--- Begin Provided text ---
Star Wars is a media franchise and shared fictional universe that is the setting of science fiction films produced by Lucasfilm, based on characters created by George Lucas. The Skywalker Saga of the franchise includes nine films, featuring three trilogies; the original trilogy, the prequel trilogy, and the sequel trilogy. The original trilogy began with A New Hope in 1977, followed by The Empire Strikes Back (1980) and Return of the Jedi (1983), while the prequel trilogy consists of The Phantom Menace (1999), Attack of the Clones (2002), and Revenge of the Sith (2005). The sequel trilogy consists of The Force Awakens (2015), The Last Jedi (2017), and The Rise of Skywalker (2019), and chronologically follows Return of the Jedi in the saga. Additionally, an animated film was released in 2008, and two standalone anthology films were released in 2016 and 2018.
--- End Provided text ---
Set exercise. Copy the Star Wars passage word for word, everything from "Star Wars is" down to "2016 and 2018.".
--- Begin Stored records ---
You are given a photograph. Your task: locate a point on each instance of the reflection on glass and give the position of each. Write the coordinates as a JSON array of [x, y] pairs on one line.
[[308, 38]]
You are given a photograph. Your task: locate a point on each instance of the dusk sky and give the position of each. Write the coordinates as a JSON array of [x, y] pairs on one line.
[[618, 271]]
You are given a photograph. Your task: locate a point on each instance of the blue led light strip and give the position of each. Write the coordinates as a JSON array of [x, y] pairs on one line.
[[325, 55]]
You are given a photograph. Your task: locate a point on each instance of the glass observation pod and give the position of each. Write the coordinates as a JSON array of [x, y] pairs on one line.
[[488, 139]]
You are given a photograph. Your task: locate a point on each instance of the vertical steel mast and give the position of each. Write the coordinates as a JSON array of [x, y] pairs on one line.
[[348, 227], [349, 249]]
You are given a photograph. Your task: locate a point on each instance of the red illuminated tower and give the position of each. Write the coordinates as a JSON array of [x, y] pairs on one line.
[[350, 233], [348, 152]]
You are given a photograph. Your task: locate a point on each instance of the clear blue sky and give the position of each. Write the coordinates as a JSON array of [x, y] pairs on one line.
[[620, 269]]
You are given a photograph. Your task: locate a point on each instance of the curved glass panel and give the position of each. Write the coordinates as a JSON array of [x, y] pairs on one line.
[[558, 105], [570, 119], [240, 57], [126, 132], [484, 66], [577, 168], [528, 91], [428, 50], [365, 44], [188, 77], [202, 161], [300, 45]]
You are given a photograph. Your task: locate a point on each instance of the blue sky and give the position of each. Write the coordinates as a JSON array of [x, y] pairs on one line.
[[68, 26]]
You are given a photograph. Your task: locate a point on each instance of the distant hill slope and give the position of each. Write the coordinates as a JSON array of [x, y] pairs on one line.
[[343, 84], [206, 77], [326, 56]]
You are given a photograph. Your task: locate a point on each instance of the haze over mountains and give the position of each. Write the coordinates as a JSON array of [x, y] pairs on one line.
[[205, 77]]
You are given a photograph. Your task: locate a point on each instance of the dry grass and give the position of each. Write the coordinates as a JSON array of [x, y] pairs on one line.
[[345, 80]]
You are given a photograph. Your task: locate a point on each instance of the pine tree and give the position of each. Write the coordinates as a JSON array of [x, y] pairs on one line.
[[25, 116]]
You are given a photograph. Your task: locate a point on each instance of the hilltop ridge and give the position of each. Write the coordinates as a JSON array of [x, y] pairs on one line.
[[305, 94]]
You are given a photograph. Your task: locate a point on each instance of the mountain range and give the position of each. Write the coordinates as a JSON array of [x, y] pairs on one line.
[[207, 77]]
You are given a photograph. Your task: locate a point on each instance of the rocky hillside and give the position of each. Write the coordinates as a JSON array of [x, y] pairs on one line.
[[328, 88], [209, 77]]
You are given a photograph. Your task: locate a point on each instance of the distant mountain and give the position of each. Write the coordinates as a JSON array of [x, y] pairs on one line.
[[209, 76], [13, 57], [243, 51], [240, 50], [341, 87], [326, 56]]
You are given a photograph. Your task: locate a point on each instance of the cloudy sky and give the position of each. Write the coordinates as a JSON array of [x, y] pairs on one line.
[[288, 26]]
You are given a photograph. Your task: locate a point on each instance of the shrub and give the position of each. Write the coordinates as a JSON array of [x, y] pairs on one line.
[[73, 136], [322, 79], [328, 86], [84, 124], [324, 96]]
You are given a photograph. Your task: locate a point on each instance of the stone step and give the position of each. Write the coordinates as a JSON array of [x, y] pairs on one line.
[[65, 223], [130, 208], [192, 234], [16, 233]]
--- End Stored records ---
Solution for this task.
Star Wars is a media franchise and shared fictional universe that is the setting of science fiction films produced by Lucasfilm, based on characters created by George Lucas. The Skywalker Saga of the franchise includes nine films, featuring three trilogies; the original trilogy, the prequel trilogy, and the sequel trilogy. The original trilogy began with A New Hope in 1977, followed by The Empire Strikes Back (1980) and Return of the Jedi (1983), while the prequel trilogy consists of The Phantom Menace (1999), Attack of the Clones (2002), and Revenge of the Sith (2005). The sequel trilogy consists of The Force Awakens (2015), The Last Jedi (2017), and The Rise of Skywalker (2019), and chronologically follows Return of the Jedi in the saga. Additionally, an animated film was released in 2008, and two standalone anthology films were released in 2016 and 2018.